STATED TASK → Reproduce the records below in full and word for word, excluding pictures.

── INFORMATION PROVIDED ──

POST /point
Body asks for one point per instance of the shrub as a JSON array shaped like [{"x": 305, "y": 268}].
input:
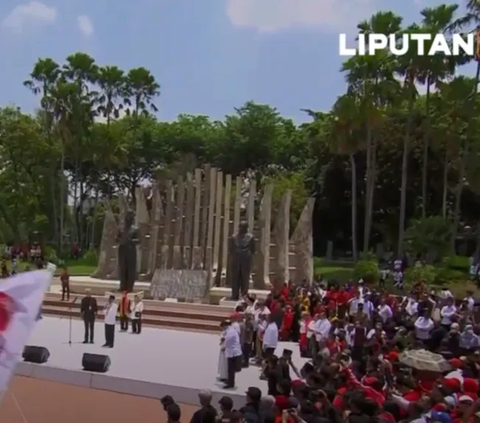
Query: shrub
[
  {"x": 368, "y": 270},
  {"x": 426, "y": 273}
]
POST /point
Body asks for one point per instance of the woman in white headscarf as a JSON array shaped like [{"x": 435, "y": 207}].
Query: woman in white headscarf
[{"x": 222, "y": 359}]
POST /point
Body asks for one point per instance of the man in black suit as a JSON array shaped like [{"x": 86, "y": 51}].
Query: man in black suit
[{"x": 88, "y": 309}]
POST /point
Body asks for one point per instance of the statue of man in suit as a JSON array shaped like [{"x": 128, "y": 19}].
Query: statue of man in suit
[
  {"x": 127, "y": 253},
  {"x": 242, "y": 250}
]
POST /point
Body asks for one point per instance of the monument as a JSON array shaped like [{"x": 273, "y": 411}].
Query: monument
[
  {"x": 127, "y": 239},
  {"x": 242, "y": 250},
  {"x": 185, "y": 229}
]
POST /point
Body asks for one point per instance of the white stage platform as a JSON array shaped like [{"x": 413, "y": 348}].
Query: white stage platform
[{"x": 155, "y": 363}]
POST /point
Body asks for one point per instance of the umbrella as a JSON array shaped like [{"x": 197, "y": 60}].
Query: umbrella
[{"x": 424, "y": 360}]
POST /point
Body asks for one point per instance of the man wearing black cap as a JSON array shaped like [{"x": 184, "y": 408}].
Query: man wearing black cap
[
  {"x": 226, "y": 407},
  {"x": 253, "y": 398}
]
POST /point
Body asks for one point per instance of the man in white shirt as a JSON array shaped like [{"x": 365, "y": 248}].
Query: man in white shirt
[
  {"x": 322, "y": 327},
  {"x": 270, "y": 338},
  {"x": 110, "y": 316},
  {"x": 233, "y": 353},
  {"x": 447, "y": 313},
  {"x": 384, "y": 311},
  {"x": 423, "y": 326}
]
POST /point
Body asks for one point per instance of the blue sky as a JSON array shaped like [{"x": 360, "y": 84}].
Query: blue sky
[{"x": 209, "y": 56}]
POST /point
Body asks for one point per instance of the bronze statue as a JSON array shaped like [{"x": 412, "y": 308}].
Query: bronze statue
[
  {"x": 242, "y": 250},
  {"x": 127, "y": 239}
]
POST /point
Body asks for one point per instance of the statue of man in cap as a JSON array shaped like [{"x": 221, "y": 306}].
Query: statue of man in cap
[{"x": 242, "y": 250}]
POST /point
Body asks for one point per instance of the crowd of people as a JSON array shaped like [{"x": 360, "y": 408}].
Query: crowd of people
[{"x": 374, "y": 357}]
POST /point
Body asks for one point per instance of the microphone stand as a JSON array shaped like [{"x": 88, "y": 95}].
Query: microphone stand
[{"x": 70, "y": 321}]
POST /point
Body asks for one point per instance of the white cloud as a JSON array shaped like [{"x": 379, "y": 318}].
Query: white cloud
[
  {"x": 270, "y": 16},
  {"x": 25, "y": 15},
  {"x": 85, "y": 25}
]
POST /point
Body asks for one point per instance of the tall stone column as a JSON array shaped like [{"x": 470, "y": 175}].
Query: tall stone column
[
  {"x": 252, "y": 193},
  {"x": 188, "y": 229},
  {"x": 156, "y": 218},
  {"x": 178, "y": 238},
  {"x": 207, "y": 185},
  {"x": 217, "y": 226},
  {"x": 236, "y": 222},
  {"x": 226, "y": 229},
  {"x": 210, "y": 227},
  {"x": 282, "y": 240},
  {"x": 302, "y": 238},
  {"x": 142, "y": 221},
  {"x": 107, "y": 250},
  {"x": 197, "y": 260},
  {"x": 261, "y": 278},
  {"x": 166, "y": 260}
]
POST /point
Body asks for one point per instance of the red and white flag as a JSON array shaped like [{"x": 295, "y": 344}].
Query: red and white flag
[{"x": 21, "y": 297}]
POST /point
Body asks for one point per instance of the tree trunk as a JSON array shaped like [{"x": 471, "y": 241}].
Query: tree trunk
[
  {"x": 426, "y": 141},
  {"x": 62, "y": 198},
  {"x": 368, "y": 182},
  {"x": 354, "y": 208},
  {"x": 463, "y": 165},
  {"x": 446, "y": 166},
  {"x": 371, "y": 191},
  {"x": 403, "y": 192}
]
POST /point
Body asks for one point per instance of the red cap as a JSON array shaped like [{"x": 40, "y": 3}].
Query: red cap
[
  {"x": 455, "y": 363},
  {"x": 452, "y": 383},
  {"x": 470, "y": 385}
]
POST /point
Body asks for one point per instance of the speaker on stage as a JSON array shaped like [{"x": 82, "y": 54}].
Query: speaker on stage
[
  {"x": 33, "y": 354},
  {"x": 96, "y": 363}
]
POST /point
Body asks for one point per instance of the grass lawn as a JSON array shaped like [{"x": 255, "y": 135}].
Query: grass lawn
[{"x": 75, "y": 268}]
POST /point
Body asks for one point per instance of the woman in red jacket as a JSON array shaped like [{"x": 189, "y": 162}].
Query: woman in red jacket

───

EXERCISE ANSWER →
POST /point
Body asks for one point per instance of the shrub as a JSON array shaped like [{"x": 305, "y": 268}].
input:
Query: shrub
[
  {"x": 368, "y": 270},
  {"x": 426, "y": 273}
]
POST /point
Body asks for one point per instance of the woman in white headscarf as a JSON array shaped like [{"x": 435, "y": 207}].
Query: woman in white headscarf
[{"x": 222, "y": 359}]
POST /point
Body asks for one point per instance of the man in black suit as a JSON array shaped like [{"x": 86, "y": 51}].
Query: man in black suit
[{"x": 88, "y": 309}]
POST /point
Body asks for one point per instance of the statue of man in suit as a JSON array shaped like [{"x": 128, "y": 19}].
Query: statue of man in suit
[
  {"x": 127, "y": 253},
  {"x": 242, "y": 250}
]
POST /point
Body asks for one point per instance of the monument as a JSON array shaped like [{"x": 273, "y": 411}].
Query: monument
[
  {"x": 127, "y": 239},
  {"x": 242, "y": 250},
  {"x": 185, "y": 229}
]
POST /point
Body asks for one point per instance of the white stage platform as a JSON array shaped like [{"x": 413, "y": 348}].
Query: white stage platform
[{"x": 155, "y": 363}]
POST /point
Body asks for one point per instance of the umbrella as a JSON array shaped like [{"x": 197, "y": 60}].
Query: umbrella
[{"x": 424, "y": 360}]
POST /point
Body asks for one point per instance of the man wearing black cap as a JSON array shaped like [{"x": 184, "y": 408}].
Query: man wearing black cap
[
  {"x": 226, "y": 407},
  {"x": 253, "y": 398}
]
POST /point
Body asks for one point per instance of the man in white shirt as a JSON array shaped like [{"x": 365, "y": 248}].
Query: man in white shirt
[
  {"x": 322, "y": 327},
  {"x": 270, "y": 338},
  {"x": 110, "y": 316},
  {"x": 233, "y": 353},
  {"x": 447, "y": 313},
  {"x": 384, "y": 311},
  {"x": 423, "y": 326}
]
POST /point
Body asks for one point per instance of the blue sky as a JSON array shaped like [{"x": 360, "y": 84}].
Query: blue sky
[{"x": 209, "y": 56}]
POST /point
Body asks for one point per instance of the bronze statue as a JSON array shaped like [{"x": 412, "y": 308}].
Query: bronze statue
[
  {"x": 242, "y": 250},
  {"x": 127, "y": 239}
]
POST /point
Body asks for one point per instance of the statue of man in cap as a JSON array shaped like [{"x": 221, "y": 306}].
Query: statue of man in cap
[{"x": 242, "y": 250}]
POST /point
Body asks for one point per instance of the crowd of people as a JSON array shaped like [{"x": 360, "y": 408}].
Query: crowd of people
[{"x": 374, "y": 357}]
POST /point
Body asks for one point per instance of the microphone stand as a JSON array shaped like [{"x": 88, "y": 95}].
Query: microphone stand
[{"x": 70, "y": 321}]
POST /point
Body asks for one point per instance of the white cloud as a JSON array shaped like [{"x": 379, "y": 318}].
Query: white cloud
[
  {"x": 270, "y": 16},
  {"x": 25, "y": 15},
  {"x": 85, "y": 25}
]
POST /point
Body asks for one point per instance of the tall stone column as a JSON array shaped like [{"x": 470, "y": 175}].
Query: tall stone column
[
  {"x": 252, "y": 193},
  {"x": 188, "y": 229},
  {"x": 156, "y": 218},
  {"x": 178, "y": 238},
  {"x": 207, "y": 185},
  {"x": 217, "y": 226},
  {"x": 236, "y": 222},
  {"x": 226, "y": 229},
  {"x": 210, "y": 227},
  {"x": 282, "y": 240},
  {"x": 302, "y": 238},
  {"x": 142, "y": 221},
  {"x": 107, "y": 250},
  {"x": 197, "y": 260},
  {"x": 261, "y": 278},
  {"x": 166, "y": 260}
]
POST /point
Body asks for one point per instance of the red and white flag as a JSON array shaped like [{"x": 295, "y": 344}].
Query: red and white flag
[{"x": 21, "y": 297}]
POST /point
Body asks for one point per instance of the tree trunk as a JSON array shaped like [{"x": 471, "y": 241}].
Query: tree trunk
[
  {"x": 426, "y": 141},
  {"x": 62, "y": 198},
  {"x": 368, "y": 182},
  {"x": 354, "y": 208},
  {"x": 463, "y": 165},
  {"x": 446, "y": 166},
  {"x": 371, "y": 191},
  {"x": 403, "y": 192}
]
POST /point
Body asks for one point per instance of the red cap as a JSON array shaped like [{"x": 40, "y": 3}].
Query: red cap
[
  {"x": 455, "y": 363},
  {"x": 452, "y": 383},
  {"x": 470, "y": 385}
]
POST /point
Body asks for one point per instance of the speaker on stage as a JSON array shaped like [{"x": 82, "y": 54}].
Query: speaker on stage
[
  {"x": 33, "y": 354},
  {"x": 96, "y": 363}
]
POST /point
Body asks for one point per instance of the grass lawn as a JSON array shaped like [{"x": 255, "y": 135}].
Query: grass lawn
[{"x": 75, "y": 268}]
POST /point
Body asks for one point per instance of the woman in red jacket as a JSON array shaped like [{"x": 189, "y": 162}].
Query: woman in red jacket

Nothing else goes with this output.